> EXERCISE:
Hand back all of the records exactly as they read.

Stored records
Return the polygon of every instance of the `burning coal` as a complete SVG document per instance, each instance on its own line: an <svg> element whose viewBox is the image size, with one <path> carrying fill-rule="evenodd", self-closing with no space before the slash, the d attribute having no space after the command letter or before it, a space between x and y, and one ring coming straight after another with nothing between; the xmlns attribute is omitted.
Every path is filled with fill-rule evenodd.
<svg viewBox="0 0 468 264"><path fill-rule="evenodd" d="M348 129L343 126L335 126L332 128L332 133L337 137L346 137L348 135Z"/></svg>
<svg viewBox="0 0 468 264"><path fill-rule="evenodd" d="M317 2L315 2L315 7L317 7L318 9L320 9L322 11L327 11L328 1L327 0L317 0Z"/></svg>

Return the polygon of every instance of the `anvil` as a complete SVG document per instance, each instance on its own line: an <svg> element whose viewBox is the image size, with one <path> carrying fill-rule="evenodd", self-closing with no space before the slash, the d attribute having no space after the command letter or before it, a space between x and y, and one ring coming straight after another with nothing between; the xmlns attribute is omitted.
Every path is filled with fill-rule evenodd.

> EXERCISE SOLUTION:
Return the polygon of every instance of the `burning coal` as a complete SVG document per instance, each instance on its own line: an <svg> element whose viewBox is the image size, with one <path> carrying fill-rule="evenodd", self-closing with no space before the slash, the d attribute having no space after the command letter or before it, a space between x and y, and one ring coming straight after another with nothing between; the xmlns attribute is omitted.
Every path is filled with fill-rule evenodd.
<svg viewBox="0 0 468 264"><path fill-rule="evenodd" d="M348 129L343 126L335 126L332 128L332 133L337 137L346 137L348 135Z"/></svg>
<svg viewBox="0 0 468 264"><path fill-rule="evenodd" d="M317 2L315 2L315 7L317 7L318 9L320 9L322 11L327 11L328 1L327 0L317 0Z"/></svg>

Return the polygon of every instance of the `anvil` as a complete SVG document per instance, each instance on its own line: an <svg> element whose viewBox is the image size, with one <path> carrying fill-rule="evenodd", self-closing with no space before the slash, the d attribute having no space after the command letter or before it, a space between x and y, and one ring coming straight after another with nothing between; the xmlns attribute is omitted.
Every path is filled with fill-rule evenodd.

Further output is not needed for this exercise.